PROVIDED MATERIAL:
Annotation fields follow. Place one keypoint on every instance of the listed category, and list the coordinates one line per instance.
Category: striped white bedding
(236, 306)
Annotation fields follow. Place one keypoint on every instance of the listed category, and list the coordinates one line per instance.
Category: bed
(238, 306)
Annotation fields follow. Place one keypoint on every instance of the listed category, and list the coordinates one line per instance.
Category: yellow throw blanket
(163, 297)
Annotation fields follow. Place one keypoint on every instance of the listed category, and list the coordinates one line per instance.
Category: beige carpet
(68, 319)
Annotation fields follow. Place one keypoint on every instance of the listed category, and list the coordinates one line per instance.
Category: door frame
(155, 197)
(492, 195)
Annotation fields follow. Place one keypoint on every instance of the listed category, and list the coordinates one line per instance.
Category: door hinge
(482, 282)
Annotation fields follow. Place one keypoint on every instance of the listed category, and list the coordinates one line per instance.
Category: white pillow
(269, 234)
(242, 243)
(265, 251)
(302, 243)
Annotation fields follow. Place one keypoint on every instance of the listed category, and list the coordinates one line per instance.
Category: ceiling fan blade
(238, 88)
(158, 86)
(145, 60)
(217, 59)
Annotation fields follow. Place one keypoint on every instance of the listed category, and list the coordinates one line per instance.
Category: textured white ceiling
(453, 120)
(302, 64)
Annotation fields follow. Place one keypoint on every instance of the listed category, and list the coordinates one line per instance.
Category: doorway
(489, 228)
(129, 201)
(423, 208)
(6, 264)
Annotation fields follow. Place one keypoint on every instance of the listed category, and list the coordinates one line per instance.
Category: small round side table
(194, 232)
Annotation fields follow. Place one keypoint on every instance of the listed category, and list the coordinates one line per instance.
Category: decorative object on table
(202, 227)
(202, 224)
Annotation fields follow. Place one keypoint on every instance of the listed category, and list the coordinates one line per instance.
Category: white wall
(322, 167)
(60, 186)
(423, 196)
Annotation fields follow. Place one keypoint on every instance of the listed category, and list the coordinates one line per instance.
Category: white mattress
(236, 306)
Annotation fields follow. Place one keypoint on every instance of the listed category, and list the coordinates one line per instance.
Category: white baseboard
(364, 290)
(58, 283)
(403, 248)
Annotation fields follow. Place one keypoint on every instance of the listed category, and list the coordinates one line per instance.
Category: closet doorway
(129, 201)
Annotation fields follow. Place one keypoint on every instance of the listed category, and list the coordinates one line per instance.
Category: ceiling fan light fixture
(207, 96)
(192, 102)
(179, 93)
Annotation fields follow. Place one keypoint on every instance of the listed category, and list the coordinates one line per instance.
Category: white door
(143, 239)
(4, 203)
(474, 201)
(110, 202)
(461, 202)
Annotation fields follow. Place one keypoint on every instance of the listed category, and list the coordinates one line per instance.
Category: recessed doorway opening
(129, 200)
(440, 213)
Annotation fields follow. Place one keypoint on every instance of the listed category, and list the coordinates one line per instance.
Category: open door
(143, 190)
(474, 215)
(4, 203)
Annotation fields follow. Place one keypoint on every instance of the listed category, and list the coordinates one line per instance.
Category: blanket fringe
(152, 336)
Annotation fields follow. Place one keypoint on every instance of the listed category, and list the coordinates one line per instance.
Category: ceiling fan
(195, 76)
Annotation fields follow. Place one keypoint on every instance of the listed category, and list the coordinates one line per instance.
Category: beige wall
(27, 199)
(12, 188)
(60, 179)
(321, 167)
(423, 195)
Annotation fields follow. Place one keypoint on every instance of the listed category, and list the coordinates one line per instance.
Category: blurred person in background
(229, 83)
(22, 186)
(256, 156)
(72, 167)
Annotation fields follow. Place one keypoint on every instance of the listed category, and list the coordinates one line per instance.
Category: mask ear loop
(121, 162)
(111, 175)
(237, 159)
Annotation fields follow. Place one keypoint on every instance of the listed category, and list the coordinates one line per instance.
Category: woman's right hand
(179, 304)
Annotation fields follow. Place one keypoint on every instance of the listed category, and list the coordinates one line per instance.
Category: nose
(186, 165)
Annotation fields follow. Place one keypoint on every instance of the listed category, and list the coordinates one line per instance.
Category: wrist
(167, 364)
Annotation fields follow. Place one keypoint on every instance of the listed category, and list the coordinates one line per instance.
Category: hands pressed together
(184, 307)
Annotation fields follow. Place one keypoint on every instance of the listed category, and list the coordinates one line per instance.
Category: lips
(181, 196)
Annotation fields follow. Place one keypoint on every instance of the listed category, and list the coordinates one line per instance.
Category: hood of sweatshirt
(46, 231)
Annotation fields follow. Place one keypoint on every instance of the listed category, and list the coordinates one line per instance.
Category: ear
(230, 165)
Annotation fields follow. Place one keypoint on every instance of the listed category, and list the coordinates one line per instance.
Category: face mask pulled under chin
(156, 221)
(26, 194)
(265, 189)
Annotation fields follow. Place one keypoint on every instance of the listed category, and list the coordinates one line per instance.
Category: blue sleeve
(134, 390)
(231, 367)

REQUIRED WORK:
Reproduce all the records precisely.

SOLUTION TO THIS TASK:
Annotation fields follow. Place one keypoint on every instance of the listed category, and list the coordinates one line per instance.
Category: striped white bedding
(236, 306)
Annotation fields follow. Place one keypoint on every instance of the listed category, and list the coordinates one line per instance.
Category: bed
(238, 306)
Annotation fields follow. Place one keypoint on every instance of the listed category, and list the coordinates one line per instance.
Category: yellow throw blanket
(163, 297)
Annotation fields follow. Place one keypoint on every instance of the listed category, and list the coordinates one line per instance.
Category: beige carpet
(68, 319)
Annotation fields follow. Place one keypoint on every instance of the listed category, and list the coordinates one line per instance.
Category: door frame
(155, 197)
(492, 195)
Annotation fields follow. Place one keypoint on every instance of the listed category, and list the coordinates one line per instance.
Category: door hinge
(482, 282)
Annotation fields follow. Place one keypoint on every instance of the listed category, and list the coordinates one line per instance.
Category: white pillow
(269, 234)
(242, 243)
(265, 251)
(302, 243)
Annotation fields follow. Place one keypoint on every instance of the listed category, and list the coordinates one line per instance.
Category: ceiling fan blade
(238, 88)
(158, 86)
(145, 60)
(217, 59)
Annotation fields follow. Place one keypoint on every instance of the listed category, and list the coordinates one line per instance.
Category: textured white ceiling
(453, 120)
(302, 64)
Annotation fields follow. Place one keypoint on every instance of the listed category, and list the coordinates one line per instance.
Category: doorway
(489, 228)
(129, 201)
(423, 208)
(6, 264)
Annotation fields follow. Place one keypoint on every instance of the listed category, and list the coordinates one line per instance.
Category: small round side table
(194, 232)
Annotation fields follow. Place one keypoint on every instance of the listed category, and list the coordinates one line per instance.
Category: decorative object on table
(202, 227)
(202, 224)
Annotation fields follow. Place one keypoint on every instance of the listed category, and list the coordinates one line per instance.
Category: white wall
(322, 167)
(60, 186)
(423, 196)
Annotation fields follow. Place one keypoint on every instance of the listed category, and list the coordinates one line per instance.
Category: white mattress
(236, 306)
Annotation fields follow. Place one keypoint on every instance of the listed category, and list the coordinates one line per instance.
Category: white baseboard
(364, 290)
(58, 283)
(403, 248)
Annotation fields follow. Place one keypoint on every instance of the listed category, and list the coordinates one line per instance.
Category: closet doorway
(129, 201)
Annotation fields follow. Place one keypoint on every instance of the listed category, and list the coordinates one line per instance.
Category: ceiling fan light fixture
(207, 96)
(192, 102)
(179, 93)
Annotation fields follow. Place one keypoint on every instance of the listed category, and list the coordinates one line per instance.
Category: white door
(143, 239)
(4, 203)
(474, 201)
(110, 202)
(461, 202)
Annotation fields follow. Place one keypoint on every instance of the listed category, and list the coordinates one line per instance.
Category: recessed doorway opening
(129, 200)
(440, 213)
Annotation fields follow. Place one keypoint on every instance of the listed category, and list the coordinates one line per instance.
Category: open door
(143, 190)
(474, 215)
(4, 203)
Annotation fields follow. Place one keypoint on every instance of the listed category, and list the coordinates one line per instance.
Category: blanket fringe
(152, 336)
Annotation fields follow. Place one keypoint on every instance of the listed category, and list the coordinates one line per instance.
Category: ceiling fan
(195, 76)
Annotation fields follow. Place one keypoint on every instance of the listed category, and list the coordinates one line per instance.
Category: beige wall
(27, 199)
(12, 188)
(60, 179)
(321, 167)
(423, 195)
Annotation fields follow. Place one keypoint on every instance of the listed category, and list the coordinates one line per instance.
Category: blurred person in background
(229, 83)
(22, 186)
(256, 156)
(72, 167)
Annotation fields follow. Place one keypoint on every instance of the listed category, and list the coordinates one line per instance.
Category: mask ear loop
(121, 162)
(111, 175)
(237, 159)
Annotation fields follow. Place one keypoint on every instance of the listed category, and list the coordinates one line per instance.
Category: woman's right hand
(179, 304)
Annotation fields follow. Place one keypoint on every instance of the listed category, and list the coordinates one line per instance.
Category: nose
(186, 165)
Annotation fields follow. Place one keypoint on every instance of the listed category, and list the coordinates one line per instance.
Category: wrist
(167, 364)
Annotation fields follow. Place one keypoint on every instance of the listed category, and list the coordinates one line per instance.
Category: hands pressed together
(184, 307)
Annotation fields follow. Place one keypoint on every instance of the listed category, and list the coordinates one line per instance.
Category: lips
(181, 196)
Annotation fields follow. Place one keypoint on every instance of the listed category, and list the coordinates one line per instance.
Category: hood of sweatshirt
(46, 231)
Annotation fields follow. Place one keypoint on every instance of the listed category, and list the coordinates one line per instance.
Category: ear
(230, 165)
Annotation fields follow. Place one keypoint on every instance of the listed category, and list the coordinates one line per instance.
Category: face mask pulled under chin
(156, 221)
(26, 194)
(265, 189)
Annotation fields follow. Place one keypoint on every instance of the listed category, and list the coordinates one line per instance.
Category: blue sleeve
(134, 390)
(231, 367)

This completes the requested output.